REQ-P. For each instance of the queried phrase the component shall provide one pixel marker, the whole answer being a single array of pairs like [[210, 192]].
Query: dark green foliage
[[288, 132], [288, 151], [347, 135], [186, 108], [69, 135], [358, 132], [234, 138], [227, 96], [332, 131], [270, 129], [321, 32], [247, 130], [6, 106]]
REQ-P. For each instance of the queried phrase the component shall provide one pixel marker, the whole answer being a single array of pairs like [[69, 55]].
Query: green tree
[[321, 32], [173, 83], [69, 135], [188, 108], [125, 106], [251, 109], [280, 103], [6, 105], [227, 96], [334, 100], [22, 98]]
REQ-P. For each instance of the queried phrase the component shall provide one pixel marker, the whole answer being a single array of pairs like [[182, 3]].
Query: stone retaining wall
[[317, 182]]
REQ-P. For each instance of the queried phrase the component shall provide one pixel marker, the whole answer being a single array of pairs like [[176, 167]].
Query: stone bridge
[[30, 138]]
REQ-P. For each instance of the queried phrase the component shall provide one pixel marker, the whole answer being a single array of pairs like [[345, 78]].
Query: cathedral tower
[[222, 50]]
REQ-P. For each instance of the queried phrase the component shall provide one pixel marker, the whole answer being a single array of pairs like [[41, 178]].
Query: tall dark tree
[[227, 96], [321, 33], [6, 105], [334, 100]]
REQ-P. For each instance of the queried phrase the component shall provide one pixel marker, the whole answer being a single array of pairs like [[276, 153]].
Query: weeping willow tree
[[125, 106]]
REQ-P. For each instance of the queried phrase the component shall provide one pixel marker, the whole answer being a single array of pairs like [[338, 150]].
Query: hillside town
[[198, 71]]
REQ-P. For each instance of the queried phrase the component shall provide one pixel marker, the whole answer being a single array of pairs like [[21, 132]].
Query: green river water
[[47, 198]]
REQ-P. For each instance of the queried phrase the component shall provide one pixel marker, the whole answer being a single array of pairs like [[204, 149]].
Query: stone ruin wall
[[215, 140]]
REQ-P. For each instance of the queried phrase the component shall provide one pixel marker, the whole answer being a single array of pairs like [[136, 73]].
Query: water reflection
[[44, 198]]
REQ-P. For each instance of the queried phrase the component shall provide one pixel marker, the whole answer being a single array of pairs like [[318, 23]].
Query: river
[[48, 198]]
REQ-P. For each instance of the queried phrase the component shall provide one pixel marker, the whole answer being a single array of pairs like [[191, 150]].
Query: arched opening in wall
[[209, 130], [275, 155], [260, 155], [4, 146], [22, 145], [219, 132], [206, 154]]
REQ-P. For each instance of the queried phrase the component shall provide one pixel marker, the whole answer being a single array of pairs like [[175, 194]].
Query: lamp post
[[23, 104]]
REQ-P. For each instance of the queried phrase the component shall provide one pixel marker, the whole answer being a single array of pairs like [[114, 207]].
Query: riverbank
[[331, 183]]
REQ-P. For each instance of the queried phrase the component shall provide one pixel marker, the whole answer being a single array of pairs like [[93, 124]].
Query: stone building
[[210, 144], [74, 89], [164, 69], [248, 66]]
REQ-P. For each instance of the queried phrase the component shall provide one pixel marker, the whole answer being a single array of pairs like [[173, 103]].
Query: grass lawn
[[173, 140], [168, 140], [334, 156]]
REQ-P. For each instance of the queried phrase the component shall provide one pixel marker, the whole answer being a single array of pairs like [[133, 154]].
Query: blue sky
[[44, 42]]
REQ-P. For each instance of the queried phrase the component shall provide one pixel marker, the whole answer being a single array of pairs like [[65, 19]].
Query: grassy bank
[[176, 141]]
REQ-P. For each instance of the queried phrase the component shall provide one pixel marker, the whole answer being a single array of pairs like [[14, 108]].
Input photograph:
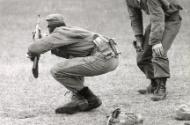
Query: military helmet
[[55, 19]]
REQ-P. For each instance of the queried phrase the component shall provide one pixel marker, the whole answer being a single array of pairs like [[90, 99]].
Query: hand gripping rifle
[[36, 35]]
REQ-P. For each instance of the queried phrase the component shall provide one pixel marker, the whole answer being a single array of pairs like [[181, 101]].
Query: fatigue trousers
[[149, 63], [71, 72]]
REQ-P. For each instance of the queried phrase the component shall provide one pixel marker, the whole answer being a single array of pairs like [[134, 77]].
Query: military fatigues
[[165, 23], [84, 57]]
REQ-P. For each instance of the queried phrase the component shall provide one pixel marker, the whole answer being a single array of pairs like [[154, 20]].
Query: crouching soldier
[[88, 54], [153, 45]]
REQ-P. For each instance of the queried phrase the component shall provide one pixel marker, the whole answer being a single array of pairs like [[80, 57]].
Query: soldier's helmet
[[119, 117], [55, 19]]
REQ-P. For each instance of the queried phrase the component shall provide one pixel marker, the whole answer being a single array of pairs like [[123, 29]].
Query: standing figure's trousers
[[71, 72], [150, 64]]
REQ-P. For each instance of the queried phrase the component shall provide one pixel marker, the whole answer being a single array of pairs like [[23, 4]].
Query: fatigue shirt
[[157, 10], [72, 41]]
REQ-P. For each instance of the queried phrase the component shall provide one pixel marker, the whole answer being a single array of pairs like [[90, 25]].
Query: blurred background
[[25, 100]]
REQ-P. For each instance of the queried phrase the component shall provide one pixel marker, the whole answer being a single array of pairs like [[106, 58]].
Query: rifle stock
[[36, 35], [35, 67]]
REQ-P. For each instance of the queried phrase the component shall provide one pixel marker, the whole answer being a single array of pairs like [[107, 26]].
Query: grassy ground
[[24, 100]]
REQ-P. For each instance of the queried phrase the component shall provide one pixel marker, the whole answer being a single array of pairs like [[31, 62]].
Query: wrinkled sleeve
[[157, 20], [47, 43], [135, 15]]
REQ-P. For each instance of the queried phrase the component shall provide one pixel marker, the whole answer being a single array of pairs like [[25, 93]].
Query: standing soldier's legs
[[161, 64], [71, 74], [144, 62]]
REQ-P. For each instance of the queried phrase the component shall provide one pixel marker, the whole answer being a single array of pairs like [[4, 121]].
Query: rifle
[[36, 35]]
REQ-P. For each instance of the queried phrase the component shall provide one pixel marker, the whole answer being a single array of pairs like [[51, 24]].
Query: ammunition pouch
[[107, 46]]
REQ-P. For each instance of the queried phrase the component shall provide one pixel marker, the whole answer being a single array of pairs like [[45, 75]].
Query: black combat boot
[[77, 104], [160, 93], [93, 100], [150, 89]]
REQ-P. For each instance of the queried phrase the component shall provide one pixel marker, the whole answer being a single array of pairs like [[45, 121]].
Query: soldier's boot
[[77, 104], [160, 93], [93, 100], [150, 89]]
********
Task to carry out = Word for word, retype the material above without its pictures.

Solution for this task =
REQ-P. For each instance of the queried phrase the component shall provide one pixel marker, the whole answer being a single array of pairs like [[210, 192]].
Query: dark green foliage
[[288, 132], [288, 151], [347, 135], [186, 108], [69, 135], [358, 132], [234, 138], [227, 96], [332, 131], [270, 129], [321, 32], [247, 130], [6, 106]]
REQ-P. For each instance of the queried phrase the component shall provide one pixel marker, the whole answer being a single array of pairs like [[69, 55]].
Query: green tree
[[321, 32], [173, 83], [69, 135], [188, 108], [125, 106], [251, 109], [280, 103], [6, 105], [227, 96], [334, 100], [22, 98]]
REQ-P. For each instance of the queried phrase the component shall provide one pixel marker, the whole answer being a single array of pairs like [[182, 3]].
Query: stone retaining wall
[[317, 182]]
REQ-P. For each instance of the queried phrase the component shall provide one pixel marker, the whole answer being a single array of pairs like [[176, 167]].
Query: stone bridge
[[30, 138]]
REQ-P. For each instance of the queried phrase the component shall provide one pixel marker, the whole answer being a single array of pairs like [[345, 78]].
Query: cathedral tower
[[222, 50]]
REQ-P. For each instance of the queried phrase the component shall provide one pixel marker, the whole answer being a single array of pairs like [[41, 178]].
Query: tall dark tree
[[227, 96], [321, 33], [6, 105], [334, 100]]
REQ-P. For each instance of the queried phrase the component shall provide one pixel marker, the whole answer being a single array of pairs like [[276, 153]].
Query: weeping willow tree
[[125, 106]]
REQ-P. For each instance of the queried phrase the component shall provide one pixel marker, the whole answer being a single array of pairs like [[338, 150]].
Query: hillside town
[[198, 71]]
REQ-P. For each instance of the queried phrase the component shall provide one pixel marker, the whole answer being a single array of pairs like [[21, 132]].
Query: green river water
[[47, 198]]
REQ-P. For each instance of the queried phrase the component shall provide one pixel marker, the whole answer being a single array of pairs like [[204, 149]].
Query: stone ruin wall
[[215, 140]]
REQ-P. For each instance of the queried phrase the component shall provide one pixel marker, the whole answer being a single array of pairs like [[136, 73]].
Query: water reflection
[[44, 198]]
REQ-P. For each instance of the queried phrase the component shall provide one pixel marker, the whole answer being a single array of pairs like [[318, 23]].
Query: river
[[48, 198]]
REQ-P. For each instance of the queried phrase the component shall provide one pixel marker, the whole answer being a single array of pairs like [[191, 150]].
Query: arched opening in wall
[[209, 130], [275, 155], [260, 155], [4, 146], [22, 145], [219, 132], [206, 154]]
REQ-P. For each instance of the queried phrase the component shall provide one pixel marker, the whole answer being a single array of pairs like [[175, 194]].
Query: lamp post
[[23, 104]]
REQ-P. For each instance of the queried phrase the component shall provide one pixel marker, the whole answer being a single array of pairs like [[114, 207]].
Query: riverbank
[[331, 183]]
REQ-P. For each instance of the queried phrase the component shall provide one pixel marker, the whole answer being a single array of pairs like [[93, 124]].
Query: stone building
[[210, 144], [74, 89], [164, 69], [248, 66]]
REQ-P. For each instance of the queried phrase the component shall provide one pixel marker, the whole answer being a single array of pairs like [[173, 103]].
Query: grass lawn
[[173, 140], [168, 140], [334, 156]]
REQ-P. For each instance of the queried phrase the component shall provide one pixel marker, the whole answer being a single array of pairs like [[133, 154]].
Query: blue sky
[[44, 42]]
REQ-P. For each instance of the queried phrase the component shall provide one pixel marker, the whole answer being a single array of pairs like [[65, 19]].
Query: grassy bank
[[176, 141]]
REQ-P. For each instance of the queried phrase the component shall provide one pixel marker, the whole answer being a single array of pairs like [[14, 108]].
Input photograph:
Query: military helmet
[[55, 19]]
REQ-P. For each instance of the queried phrase the component shall provide one pixel marker, the whole answer being a single array of pairs like [[90, 99]].
Query: hand gripping rifle
[[36, 35]]
REQ-P. For each instance of the queried phrase the component shall provide one pixel marker, the whole answer being a single array of pairs like [[181, 101]].
Query: fatigue trousers
[[149, 63], [71, 72]]
REQ-P. For each instance of the queried phrase the component shall provide one pixel marker, the whole answer being a single array of pairs like [[134, 77]].
Query: military fatigues
[[165, 23], [84, 57]]
REQ-P. For each instance of the queried phrase the component shall provide one pixel marker, the whole answer being a single array of pairs like [[154, 20]].
Query: crouching soldier
[[88, 54], [153, 45]]
REQ-P. For each instance of the queried phrase the component shall provide one pixel marker, the whole answer being a single array of pairs like [[80, 57]].
Query: soldier's helmet
[[119, 117], [55, 19]]
REQ-P. For each instance of the queried phrase the component shall provide one pixel marker, the whole answer being a single array of pairs like [[123, 29]].
Query: standing figure's trousers
[[71, 72], [150, 64]]
REQ-P. For each instance of the queried phrase the component shall provide one pixel marker, the whole answer being a single array of pairs like [[23, 4]].
Query: fatigue shirt
[[157, 10], [72, 41]]
REQ-P. For each instance of the queried phrase the component shall provide one pixel marker, the whole answer being a single array of pairs like [[90, 25]].
Query: blurred background
[[25, 100]]
REQ-P. For each instance of the queried phrase the component shall provide one pixel marker, the whole answer being a single array of pairs like [[106, 58]].
Query: rifle stock
[[36, 35], [35, 67]]
REQ-P. For each instance of the queried phrase the component shall provide one pixel marker, the whole answer being a single array of pairs like [[107, 26]].
Query: grassy ground
[[24, 100]]
REQ-P. For each instance of the queried phrase the component shall provide one pixel marker, the whole answer being a single array of pairs like [[31, 62]].
Query: wrinkled sleeve
[[157, 20], [47, 43], [135, 15]]
REQ-P. For each instance of the queried phrase the component shall provide one pixel marker, the whole answer being a single array of pairs like [[25, 93]].
Query: standing soldier's legs
[[161, 64], [71, 74], [144, 62]]
REQ-P. For each instance of the queried phrase the component shall provide one pixel marker, the whole answer being a single array of pairs like [[4, 121]].
Query: rifle
[[36, 35]]
REQ-P. For each instance of the queried phrase the component shall provide one pixel marker, the whole answer being a single array of pairs like [[51, 24]].
Query: ammunition pouch
[[107, 46]]
REQ-P. For each instance of the queried phrase the component shall provide one pixel marker, the whole answer being a single array of pairs like [[45, 75]].
Query: black combat boot
[[77, 104], [160, 93], [93, 100], [150, 89]]
REQ-P. For each instance of the queried phrase the component shall provide one pixel marker, the whole answer being a single array of pairs like [[45, 121]].
Query: soldier's boot
[[77, 104], [160, 93], [93, 100], [150, 89]]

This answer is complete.